──────── QUOTED PASSAGE
Let's take a break today from serious investigation and take a walk on the lighter side. There are many well-known characters in popular culture, many who became famous in works of fiction. But some of them are based on real people who actually lived. Most people will probably know most of these, but I bet you nobody will know all of them. Let's get started with some really easy ones, from ancient history; starting with:

Beowulf

Norse hero

Fictional. This hero of the Old English poem of the same name is said to have lived some 1,500 years ago, 500 years before the great poem was written about his battles with the monster Grendel and other creatures. There is no historical reference to any such person having actually lived, outside of literature. And thankfully, no historical reference to any of the monsters either.

Ulysses aka Odysseus

Ancient Greek hero

Probably fictional. Although history can't tell us for certain whether there was an actual Greek king of Ithaca named Odysseus, we also don't have reason to believe there wasn't. Certainly the tales told about him in Homer's The Iliad and The Odyssey were purely fiction, but they were also full of real people, places, and events. Surprisingly, it's actually more likely that Odysseus himself was a real person than his storyteller, Homer, who is considered by most scholars to have been a fictitious name attached to the works of multiple poets.
────────────────
──────── STORED ROWS
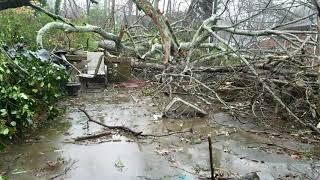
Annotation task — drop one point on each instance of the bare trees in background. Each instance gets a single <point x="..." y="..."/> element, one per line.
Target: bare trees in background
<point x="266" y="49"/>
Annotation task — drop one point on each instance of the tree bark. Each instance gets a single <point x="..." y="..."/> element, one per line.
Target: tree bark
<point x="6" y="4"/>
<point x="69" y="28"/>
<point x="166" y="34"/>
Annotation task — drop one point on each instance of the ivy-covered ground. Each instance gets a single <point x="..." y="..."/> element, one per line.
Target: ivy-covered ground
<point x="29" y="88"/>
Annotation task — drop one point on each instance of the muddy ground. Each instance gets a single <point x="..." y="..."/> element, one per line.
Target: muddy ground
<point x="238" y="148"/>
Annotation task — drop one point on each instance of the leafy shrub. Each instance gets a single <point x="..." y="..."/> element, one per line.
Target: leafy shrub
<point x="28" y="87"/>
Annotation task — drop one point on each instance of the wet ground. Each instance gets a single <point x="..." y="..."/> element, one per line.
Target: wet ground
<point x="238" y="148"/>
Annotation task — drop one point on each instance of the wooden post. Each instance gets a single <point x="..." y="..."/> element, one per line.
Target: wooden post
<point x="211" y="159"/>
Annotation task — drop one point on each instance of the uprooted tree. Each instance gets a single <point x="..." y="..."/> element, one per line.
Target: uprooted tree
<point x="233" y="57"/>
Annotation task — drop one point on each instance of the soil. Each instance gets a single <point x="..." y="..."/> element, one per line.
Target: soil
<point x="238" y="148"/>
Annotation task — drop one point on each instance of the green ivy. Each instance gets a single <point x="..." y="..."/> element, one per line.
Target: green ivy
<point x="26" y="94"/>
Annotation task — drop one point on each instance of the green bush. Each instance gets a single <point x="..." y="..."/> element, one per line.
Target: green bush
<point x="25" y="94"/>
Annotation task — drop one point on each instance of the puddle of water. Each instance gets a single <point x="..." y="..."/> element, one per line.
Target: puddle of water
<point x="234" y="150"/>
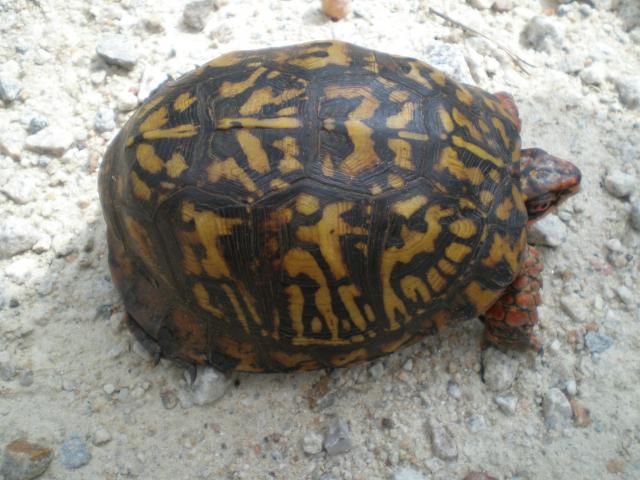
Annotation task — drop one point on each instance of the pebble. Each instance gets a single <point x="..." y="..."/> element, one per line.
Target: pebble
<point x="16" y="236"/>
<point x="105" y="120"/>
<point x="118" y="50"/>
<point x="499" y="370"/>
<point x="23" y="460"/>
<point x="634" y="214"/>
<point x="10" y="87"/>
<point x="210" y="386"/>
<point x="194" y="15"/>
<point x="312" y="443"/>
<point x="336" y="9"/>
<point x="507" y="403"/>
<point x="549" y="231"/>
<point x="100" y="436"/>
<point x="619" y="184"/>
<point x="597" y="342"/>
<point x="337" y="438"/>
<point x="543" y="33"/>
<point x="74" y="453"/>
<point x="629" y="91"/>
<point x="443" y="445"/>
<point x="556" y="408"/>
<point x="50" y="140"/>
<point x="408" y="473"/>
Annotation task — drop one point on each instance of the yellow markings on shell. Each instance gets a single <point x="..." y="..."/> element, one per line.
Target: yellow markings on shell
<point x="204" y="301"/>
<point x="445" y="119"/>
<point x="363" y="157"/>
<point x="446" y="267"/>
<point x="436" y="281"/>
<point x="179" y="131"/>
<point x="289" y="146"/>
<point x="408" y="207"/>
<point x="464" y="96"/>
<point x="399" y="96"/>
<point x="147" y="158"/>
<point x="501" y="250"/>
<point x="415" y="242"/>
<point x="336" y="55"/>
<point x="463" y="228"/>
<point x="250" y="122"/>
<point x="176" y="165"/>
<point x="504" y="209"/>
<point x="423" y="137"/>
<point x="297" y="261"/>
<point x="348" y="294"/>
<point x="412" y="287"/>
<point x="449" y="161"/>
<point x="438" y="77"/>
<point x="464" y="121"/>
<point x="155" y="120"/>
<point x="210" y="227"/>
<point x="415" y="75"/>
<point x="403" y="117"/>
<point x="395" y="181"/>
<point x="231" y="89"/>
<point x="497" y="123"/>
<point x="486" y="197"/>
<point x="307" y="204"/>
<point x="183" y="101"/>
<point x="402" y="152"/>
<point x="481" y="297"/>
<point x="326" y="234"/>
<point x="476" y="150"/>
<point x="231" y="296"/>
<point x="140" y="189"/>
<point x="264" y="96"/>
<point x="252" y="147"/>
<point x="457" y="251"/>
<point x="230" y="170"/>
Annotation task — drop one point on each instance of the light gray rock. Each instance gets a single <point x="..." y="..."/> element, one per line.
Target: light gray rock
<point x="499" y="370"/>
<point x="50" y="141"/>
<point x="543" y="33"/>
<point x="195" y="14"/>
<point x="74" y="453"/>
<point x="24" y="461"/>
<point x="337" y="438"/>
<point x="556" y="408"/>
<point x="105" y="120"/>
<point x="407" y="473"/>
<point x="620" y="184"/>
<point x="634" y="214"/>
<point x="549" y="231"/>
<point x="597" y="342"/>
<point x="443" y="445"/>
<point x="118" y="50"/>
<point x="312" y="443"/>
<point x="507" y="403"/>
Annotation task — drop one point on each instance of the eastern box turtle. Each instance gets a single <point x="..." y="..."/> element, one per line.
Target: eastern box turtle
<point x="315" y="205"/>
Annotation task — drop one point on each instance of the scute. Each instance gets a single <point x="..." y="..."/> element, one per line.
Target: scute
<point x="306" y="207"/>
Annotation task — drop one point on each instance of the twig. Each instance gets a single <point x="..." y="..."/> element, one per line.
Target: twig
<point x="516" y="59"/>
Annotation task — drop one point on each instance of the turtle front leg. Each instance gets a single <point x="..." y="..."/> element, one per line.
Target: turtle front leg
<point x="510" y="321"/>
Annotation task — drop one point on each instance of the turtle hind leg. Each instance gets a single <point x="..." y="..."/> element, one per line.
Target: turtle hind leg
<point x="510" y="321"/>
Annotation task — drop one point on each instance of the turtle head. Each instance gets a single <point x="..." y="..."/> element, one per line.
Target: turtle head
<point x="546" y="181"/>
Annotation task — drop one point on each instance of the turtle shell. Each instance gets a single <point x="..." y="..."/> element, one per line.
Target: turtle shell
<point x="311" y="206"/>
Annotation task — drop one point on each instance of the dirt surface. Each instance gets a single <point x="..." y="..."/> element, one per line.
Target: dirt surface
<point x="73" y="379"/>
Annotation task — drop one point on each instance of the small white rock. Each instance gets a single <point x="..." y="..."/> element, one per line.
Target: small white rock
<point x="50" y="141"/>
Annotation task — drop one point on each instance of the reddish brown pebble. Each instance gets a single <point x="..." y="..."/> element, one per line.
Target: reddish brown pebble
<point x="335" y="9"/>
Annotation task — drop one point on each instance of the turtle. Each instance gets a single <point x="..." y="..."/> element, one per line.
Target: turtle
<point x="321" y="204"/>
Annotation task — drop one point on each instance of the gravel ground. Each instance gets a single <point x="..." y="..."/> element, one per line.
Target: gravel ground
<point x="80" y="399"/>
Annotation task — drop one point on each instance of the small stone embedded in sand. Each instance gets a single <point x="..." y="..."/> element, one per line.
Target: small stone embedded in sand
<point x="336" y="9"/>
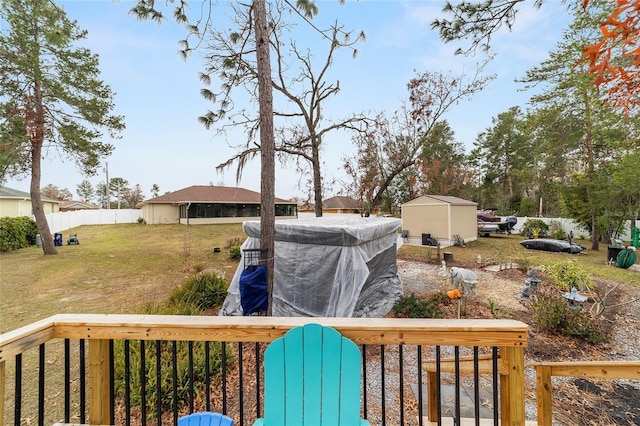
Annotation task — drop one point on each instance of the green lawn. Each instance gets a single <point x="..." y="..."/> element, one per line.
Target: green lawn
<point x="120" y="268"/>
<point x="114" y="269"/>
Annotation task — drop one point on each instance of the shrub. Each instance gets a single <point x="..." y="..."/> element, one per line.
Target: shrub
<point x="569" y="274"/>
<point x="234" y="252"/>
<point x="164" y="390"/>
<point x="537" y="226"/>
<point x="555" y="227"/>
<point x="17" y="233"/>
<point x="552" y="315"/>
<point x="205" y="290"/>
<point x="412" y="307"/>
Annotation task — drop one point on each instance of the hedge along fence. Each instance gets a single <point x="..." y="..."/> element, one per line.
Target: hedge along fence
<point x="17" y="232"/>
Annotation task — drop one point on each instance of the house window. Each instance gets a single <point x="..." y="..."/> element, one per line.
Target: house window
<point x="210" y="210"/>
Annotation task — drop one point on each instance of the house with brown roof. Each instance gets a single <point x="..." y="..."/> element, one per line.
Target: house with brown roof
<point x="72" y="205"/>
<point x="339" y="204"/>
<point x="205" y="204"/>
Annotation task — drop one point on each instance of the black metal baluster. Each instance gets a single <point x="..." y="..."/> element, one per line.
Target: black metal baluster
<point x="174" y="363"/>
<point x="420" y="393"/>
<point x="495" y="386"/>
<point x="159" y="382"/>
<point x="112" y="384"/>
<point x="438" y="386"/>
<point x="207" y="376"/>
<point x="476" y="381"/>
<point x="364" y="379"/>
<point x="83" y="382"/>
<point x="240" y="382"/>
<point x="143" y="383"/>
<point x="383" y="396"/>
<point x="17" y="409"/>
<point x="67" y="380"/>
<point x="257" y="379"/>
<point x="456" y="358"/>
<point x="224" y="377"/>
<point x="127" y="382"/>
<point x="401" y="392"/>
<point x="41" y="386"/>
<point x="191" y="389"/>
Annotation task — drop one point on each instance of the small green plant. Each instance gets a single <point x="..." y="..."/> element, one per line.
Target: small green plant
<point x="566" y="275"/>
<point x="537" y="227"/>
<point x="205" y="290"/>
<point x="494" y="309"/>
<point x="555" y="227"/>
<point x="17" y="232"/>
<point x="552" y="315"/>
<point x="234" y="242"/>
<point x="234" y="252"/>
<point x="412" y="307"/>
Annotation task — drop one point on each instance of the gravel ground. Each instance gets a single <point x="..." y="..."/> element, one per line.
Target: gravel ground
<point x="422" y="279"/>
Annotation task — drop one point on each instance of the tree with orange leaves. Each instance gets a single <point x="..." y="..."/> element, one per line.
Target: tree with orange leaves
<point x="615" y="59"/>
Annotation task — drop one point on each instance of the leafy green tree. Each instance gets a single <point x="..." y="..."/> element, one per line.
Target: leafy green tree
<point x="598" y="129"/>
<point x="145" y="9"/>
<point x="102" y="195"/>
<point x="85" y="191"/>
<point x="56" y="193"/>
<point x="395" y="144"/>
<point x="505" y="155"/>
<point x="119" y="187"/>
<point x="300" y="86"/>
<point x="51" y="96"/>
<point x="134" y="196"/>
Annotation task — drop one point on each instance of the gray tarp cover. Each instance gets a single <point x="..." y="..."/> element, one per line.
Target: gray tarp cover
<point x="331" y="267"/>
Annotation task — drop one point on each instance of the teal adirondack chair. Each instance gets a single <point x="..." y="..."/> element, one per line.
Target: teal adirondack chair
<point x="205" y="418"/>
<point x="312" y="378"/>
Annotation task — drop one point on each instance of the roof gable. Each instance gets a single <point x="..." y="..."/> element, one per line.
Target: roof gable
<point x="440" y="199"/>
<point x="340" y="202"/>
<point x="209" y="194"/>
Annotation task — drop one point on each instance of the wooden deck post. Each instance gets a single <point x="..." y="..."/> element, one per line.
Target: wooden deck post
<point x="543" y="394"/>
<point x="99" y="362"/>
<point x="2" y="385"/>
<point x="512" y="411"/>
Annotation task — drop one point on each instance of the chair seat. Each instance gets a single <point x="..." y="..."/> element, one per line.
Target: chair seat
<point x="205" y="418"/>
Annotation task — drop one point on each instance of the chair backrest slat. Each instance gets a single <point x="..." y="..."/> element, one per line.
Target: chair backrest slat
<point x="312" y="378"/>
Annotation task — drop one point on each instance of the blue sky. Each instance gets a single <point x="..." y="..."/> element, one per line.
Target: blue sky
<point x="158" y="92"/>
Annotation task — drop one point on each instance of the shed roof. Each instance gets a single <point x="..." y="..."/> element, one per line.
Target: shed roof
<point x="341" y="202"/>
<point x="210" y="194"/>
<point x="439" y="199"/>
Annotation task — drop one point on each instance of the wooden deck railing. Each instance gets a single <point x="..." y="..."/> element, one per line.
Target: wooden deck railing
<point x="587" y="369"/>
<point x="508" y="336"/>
────────────────
◆ EXERCISE GOAL
Please answer from the passage on real and fictional characters: according to most scholars, who or what was Homer? The entries were taken from a different source than the text.

◆ EXERCISE SOLUTION
Homer was a fictitious name attached to the works of multiple poets.